## WHAT IS EXPECTED
All records below must be retyped exactly.

## SUPPLIED DATA

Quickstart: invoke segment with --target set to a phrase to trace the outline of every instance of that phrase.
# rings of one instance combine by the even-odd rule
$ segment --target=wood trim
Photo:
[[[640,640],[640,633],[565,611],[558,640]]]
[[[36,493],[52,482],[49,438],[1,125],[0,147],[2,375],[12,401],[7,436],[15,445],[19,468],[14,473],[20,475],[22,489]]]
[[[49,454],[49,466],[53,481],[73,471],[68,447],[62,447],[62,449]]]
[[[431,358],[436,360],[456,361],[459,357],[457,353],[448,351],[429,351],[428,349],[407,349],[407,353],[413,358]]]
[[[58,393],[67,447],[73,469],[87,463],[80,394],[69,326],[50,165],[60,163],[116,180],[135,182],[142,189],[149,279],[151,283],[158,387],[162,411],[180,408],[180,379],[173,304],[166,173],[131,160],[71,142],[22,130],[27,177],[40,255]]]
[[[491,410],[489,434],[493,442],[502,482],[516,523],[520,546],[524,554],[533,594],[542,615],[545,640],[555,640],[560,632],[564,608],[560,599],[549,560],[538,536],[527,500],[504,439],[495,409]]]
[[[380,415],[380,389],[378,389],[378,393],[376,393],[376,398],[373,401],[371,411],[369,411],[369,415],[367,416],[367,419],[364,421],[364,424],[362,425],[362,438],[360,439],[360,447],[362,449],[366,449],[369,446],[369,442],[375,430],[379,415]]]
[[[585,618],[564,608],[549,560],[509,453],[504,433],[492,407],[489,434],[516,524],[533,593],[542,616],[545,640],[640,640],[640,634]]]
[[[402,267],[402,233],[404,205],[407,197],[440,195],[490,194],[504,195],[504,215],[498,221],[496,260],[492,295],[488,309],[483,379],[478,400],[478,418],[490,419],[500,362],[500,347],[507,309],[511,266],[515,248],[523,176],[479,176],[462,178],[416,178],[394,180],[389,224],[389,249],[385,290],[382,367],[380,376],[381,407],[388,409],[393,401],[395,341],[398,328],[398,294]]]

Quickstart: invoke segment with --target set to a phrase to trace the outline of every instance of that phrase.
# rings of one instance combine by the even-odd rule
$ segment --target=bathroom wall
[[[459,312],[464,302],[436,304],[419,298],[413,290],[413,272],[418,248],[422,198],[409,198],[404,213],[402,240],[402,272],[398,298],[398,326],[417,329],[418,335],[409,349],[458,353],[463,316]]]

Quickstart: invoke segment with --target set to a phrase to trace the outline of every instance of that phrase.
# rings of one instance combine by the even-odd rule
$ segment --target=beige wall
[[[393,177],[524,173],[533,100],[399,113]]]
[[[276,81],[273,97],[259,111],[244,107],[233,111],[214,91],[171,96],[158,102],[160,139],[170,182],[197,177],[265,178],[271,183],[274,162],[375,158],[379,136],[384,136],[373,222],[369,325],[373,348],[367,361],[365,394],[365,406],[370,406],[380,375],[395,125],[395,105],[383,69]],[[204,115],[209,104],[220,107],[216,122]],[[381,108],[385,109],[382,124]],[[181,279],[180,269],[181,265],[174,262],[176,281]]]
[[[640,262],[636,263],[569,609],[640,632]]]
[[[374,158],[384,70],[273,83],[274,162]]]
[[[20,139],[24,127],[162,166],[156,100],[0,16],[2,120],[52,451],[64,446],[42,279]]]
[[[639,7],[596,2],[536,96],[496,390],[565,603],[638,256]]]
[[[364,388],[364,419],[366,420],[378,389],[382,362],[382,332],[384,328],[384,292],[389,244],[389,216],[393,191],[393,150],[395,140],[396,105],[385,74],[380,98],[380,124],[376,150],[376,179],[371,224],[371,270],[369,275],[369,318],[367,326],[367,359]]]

## REPLY TO THE EXERCISE
Quickstart: invoke segment with --target set to a phrase to trace the outline of every instance of that phrase.
# rings of one instance combine by the even-odd rule
$ segment --target=wood trim
Photo:
[[[640,640],[640,633],[565,611],[558,640]]]
[[[36,493],[52,482],[49,438],[1,125],[0,147],[2,375],[12,401],[7,436],[15,445],[19,468],[14,473],[20,475],[22,489]]]
[[[49,454],[49,466],[53,481],[73,471],[68,447],[62,447],[62,449]]]
[[[431,358],[436,360],[456,361],[459,357],[457,353],[448,351],[429,351],[428,349],[407,349],[407,353],[413,358]]]
[[[58,393],[67,447],[73,469],[87,463],[80,394],[69,326],[50,165],[60,163],[116,180],[135,182],[142,189],[149,279],[151,283],[158,387],[162,411],[180,408],[180,379],[173,304],[166,173],[131,160],[71,142],[22,130],[27,177],[40,255]]]
[[[491,410],[489,434],[493,442],[502,482],[516,523],[520,546],[524,554],[533,594],[542,615],[545,640],[555,640],[560,632],[564,608],[560,599],[549,560],[538,536],[527,500],[504,439],[495,409]]]
[[[380,415],[380,389],[378,389],[378,393],[376,393],[376,398],[373,401],[371,411],[369,411],[369,415],[367,416],[367,419],[364,421],[364,424],[362,425],[362,438],[360,439],[360,447],[362,449],[366,449],[369,446],[369,442],[375,430],[379,415]]]
[[[585,618],[564,608],[549,560],[509,453],[504,433],[492,407],[489,434],[516,524],[533,593],[542,616],[545,640],[640,640],[640,634]]]
[[[402,267],[402,233],[404,205],[407,197],[440,195],[490,194],[504,195],[504,215],[498,221],[496,260],[492,295],[488,309],[483,379],[478,400],[478,418],[490,419],[500,362],[500,347],[507,309],[511,266],[515,248],[523,176],[479,176],[462,178],[416,178],[394,180],[389,224],[389,249],[385,290],[382,367],[380,376],[381,407],[388,409],[393,401],[395,341],[398,328],[398,294]]]

Quickstart: invoke segment with --target set to a phrase to trace the outline of every instance of that phrase.
# rings of one instance combine by the even-odd rule
$ segment --target=bathroom wall
[[[459,312],[464,302],[436,304],[419,298],[413,290],[413,272],[418,248],[422,198],[409,198],[404,213],[402,240],[402,272],[398,298],[398,326],[417,329],[418,335],[409,349],[458,353],[463,316]]]

Quickstart: invoke segment with --target set to a phrase to trace the outline of every instance of that phrase.
# rings of one instance combine by the even-odd rule
$ segment --target=beige wall
[[[393,177],[524,173],[533,100],[399,113]]]
[[[276,81],[273,97],[259,111],[244,107],[233,111],[214,91],[171,96],[158,102],[160,139],[170,182],[197,177],[265,178],[271,183],[274,162],[375,158],[379,136],[384,136],[373,222],[369,325],[373,348],[367,361],[365,394],[365,406],[370,406],[380,375],[395,125],[395,105],[383,69]],[[204,115],[209,104],[220,107],[216,122]],[[381,108],[385,109],[382,124]],[[181,279],[180,269],[181,265],[174,262],[176,281]]]
[[[640,262],[636,263],[569,609],[640,632]]]
[[[374,158],[384,70],[273,83],[274,162]]]
[[[20,139],[24,127],[162,166],[156,100],[0,16],[2,120],[52,451],[64,446],[42,279]]]
[[[639,7],[596,2],[536,96],[496,390],[565,603],[638,256]]]
[[[364,388],[364,419],[366,420],[378,389],[382,362],[382,332],[384,328],[384,292],[389,244],[389,216],[393,191],[393,150],[395,140],[396,105],[385,74],[380,98],[380,124],[376,150],[376,179],[371,224],[371,270],[369,275],[369,318],[367,326],[367,359]]]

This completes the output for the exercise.